▶ Assigned task: Every line of the data is to be transcribed as it stands.

------------

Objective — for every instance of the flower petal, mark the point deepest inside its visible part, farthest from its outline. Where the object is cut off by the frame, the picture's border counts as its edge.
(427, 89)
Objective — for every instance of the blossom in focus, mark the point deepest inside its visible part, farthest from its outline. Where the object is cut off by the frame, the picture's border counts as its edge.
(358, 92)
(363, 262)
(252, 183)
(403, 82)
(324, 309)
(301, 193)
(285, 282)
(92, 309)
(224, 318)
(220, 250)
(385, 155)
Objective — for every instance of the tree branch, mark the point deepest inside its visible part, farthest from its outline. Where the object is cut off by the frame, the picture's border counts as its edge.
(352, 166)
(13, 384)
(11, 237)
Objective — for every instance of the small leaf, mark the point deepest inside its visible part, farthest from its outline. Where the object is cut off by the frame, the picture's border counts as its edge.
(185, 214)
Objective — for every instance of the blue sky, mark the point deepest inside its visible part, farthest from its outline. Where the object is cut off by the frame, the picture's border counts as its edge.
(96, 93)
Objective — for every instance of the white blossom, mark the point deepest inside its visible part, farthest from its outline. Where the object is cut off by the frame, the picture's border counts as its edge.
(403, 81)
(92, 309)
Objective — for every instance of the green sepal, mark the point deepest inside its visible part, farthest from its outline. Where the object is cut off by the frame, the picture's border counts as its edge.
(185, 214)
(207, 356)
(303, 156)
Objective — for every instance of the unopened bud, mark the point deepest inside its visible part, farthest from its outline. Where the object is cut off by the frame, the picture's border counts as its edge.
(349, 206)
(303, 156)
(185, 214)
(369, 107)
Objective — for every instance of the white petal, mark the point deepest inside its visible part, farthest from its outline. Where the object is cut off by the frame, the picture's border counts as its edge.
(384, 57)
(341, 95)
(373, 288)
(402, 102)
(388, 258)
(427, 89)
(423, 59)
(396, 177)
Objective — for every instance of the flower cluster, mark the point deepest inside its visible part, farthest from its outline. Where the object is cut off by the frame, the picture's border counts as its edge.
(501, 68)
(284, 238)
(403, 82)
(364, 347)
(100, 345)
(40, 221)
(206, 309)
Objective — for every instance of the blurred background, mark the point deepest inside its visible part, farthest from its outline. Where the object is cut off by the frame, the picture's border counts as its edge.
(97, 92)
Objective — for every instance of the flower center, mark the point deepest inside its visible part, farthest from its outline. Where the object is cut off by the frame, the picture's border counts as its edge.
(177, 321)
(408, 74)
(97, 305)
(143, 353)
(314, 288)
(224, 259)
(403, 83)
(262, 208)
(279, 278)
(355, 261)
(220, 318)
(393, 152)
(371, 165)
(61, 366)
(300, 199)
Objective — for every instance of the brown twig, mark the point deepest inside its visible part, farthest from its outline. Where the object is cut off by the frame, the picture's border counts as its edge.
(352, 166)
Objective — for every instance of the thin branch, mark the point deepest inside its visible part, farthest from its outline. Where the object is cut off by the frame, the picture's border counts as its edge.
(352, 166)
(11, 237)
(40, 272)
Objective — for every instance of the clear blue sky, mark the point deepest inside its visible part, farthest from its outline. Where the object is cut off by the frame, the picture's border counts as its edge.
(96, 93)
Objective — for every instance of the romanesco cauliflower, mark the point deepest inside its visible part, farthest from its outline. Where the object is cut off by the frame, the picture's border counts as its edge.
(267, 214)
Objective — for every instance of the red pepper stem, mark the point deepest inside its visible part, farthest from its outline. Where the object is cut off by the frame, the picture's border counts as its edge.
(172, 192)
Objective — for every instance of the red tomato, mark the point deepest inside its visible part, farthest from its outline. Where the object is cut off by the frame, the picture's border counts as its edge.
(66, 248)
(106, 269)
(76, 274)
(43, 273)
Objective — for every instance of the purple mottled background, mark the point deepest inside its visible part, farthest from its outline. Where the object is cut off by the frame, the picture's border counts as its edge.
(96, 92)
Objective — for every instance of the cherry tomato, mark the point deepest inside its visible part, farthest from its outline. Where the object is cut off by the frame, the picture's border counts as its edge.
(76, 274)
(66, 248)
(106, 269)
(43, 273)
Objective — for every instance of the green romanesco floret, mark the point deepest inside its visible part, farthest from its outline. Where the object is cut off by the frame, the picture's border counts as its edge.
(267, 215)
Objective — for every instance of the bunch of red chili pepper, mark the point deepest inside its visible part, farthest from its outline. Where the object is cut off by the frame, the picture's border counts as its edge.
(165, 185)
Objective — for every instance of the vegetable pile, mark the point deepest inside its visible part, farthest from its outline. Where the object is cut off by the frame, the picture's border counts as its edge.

------------

▶ Output for this exercise:
Objective — for every instance of the flower petal, mark the point deepest inside its visible part, farthest from its outline. Where the object is cut off by the frame, the picture's border counts as its edge.
(427, 89)
Objective — for every instance of the blossom in focus, mark the point deepest inside its visible part, farthest from its outline. Where the object is cut off by the frame, the picture's border counts as its edge.
(358, 92)
(363, 262)
(252, 183)
(403, 82)
(324, 309)
(301, 193)
(285, 282)
(92, 309)
(224, 318)
(220, 250)
(385, 155)
Objective — for every instance of the tree branch, mark the point deepest inside its visible part, farthest from its outline. Where the object is cut off by the frame, the picture's border counts as its edge.
(352, 166)
(13, 384)
(11, 237)
Objective — for every instance of the small leaf, mark the point deepest inside its visible part, farthest from its outline. Where the object is cut off by the frame, the picture's border counts as its edge.
(185, 214)
Objective — for every instance of the blue sky, mark the point deepest inside its visible part, farthest from its outline. Where the object is cut off by the frame, the picture's border counts as its edge.
(96, 93)
Objective — for every instance of the white blossom, mark the point deepest inside its visible part, farthest from its outline. Where the object is cut off by the frame, the picture's border counts as its edge.
(403, 81)
(92, 309)
Objective — for every instance of the green sepal, mark the point deepest inside its visible part, farthest from its outline. Where the object is cut off by the frame, the picture's border counts as its edge.
(185, 214)
(207, 356)
(303, 156)
Objective — for every instance of the unopened bud, mark the point deepest inside its visible part, farthest from its outline. Where the object is cut off by the frame, the picture's border counts as its edge.
(349, 206)
(303, 156)
(185, 214)
(369, 107)
Objective — for every instance of the white petal, mark the point deepest inside its visible part, farthest from its outline. Where the object is cut off by the frame, the picture's border counts as its edge.
(384, 57)
(341, 95)
(373, 288)
(402, 102)
(388, 258)
(427, 89)
(423, 59)
(396, 177)
Objective — for every instance of the flower cluster, mark the point deepest inside its visible part, farthest from its outline. Where the object is cut off by the frame, the picture's border counts as its edge.
(501, 68)
(284, 238)
(403, 82)
(364, 347)
(100, 345)
(40, 221)
(206, 309)
Objective — for every instance of the blurred background, mark the point deepest inside its visible part, farthest from its outline. Where the object is cut off by the frame, the picture's border counts as its edge.
(97, 92)
Objective — for every instance of the flower center, mark the point deepest inside its visible part, farthest from its outline. Where the object is cut off by the frame, the picture's border counts as its edge.
(177, 321)
(408, 74)
(97, 305)
(143, 353)
(314, 288)
(224, 259)
(403, 83)
(262, 208)
(279, 278)
(355, 261)
(220, 318)
(393, 152)
(371, 165)
(61, 366)
(300, 199)
Objective — for every instance of the brown twig, mark the point deepest inside its visible part, farthest from its outline. Where the object is cut off by the frame, the picture's border counts as its edge.
(352, 166)
Objective — for every instance of the thin branch, mark the point deepest inside its visible part, farthest from its outline. Where the object is cut off by the frame, the picture's border counts as its edge.
(352, 166)
(11, 237)
(40, 272)
Objective — for every instance of the clear blue sky, mark the point deepest inside its visible part, farthest from its outline. Where the object is cut off by the frame, the picture's border counts as its edge.
(96, 93)
Objective — for every instance of the romanesco cauliflower, mark the point deepest inside its visible part, farthest from its outline. Where the object is cut off by the frame, the picture's border counts as its edge.
(267, 214)
Objective — for every instance of the red pepper stem, mark the point deepest inside its visible part, farthest from its outline. Where the object is cut off by the frame, the picture's border counts as its edge.
(172, 192)
Objective — for every instance of the red tomato, mark the point deepest inside its visible part, farthest from its outline. Where the object is cut off by the frame, the picture's border counts as its edge.
(66, 248)
(106, 269)
(76, 274)
(43, 273)
Objective — for every instance of the purple mottled background, mark the point deepest inside its visible part, farthest from its outline. Where the object is cut off by the frame, the picture's border counts as its edge.
(96, 92)
Objective — for every instance of the cherry tomato, mark the point deepest inside its visible part, farthest from its outline. Where the object is cut off by the frame, the picture's border counts as its edge.
(76, 274)
(66, 248)
(106, 269)
(43, 273)
Objective — for every instance of the green romanesco floret, mark the point deepest inside its visible part, farthest from its outline. Where the object is cut off by the frame, the picture's border counts as its edge.
(267, 215)
Objective — for every instance of the bunch of red chili pepper, mark the point deepest inside its visible part, farthest from its outline. Where the object is cut off by the frame, the picture's border counts as its edge.
(165, 185)
Objective — for every instance of the vegetable pile, mark the point deepest inside its visible part, farthest from its outline. Where the object is cut off by the frame, the picture's border counts as its edge.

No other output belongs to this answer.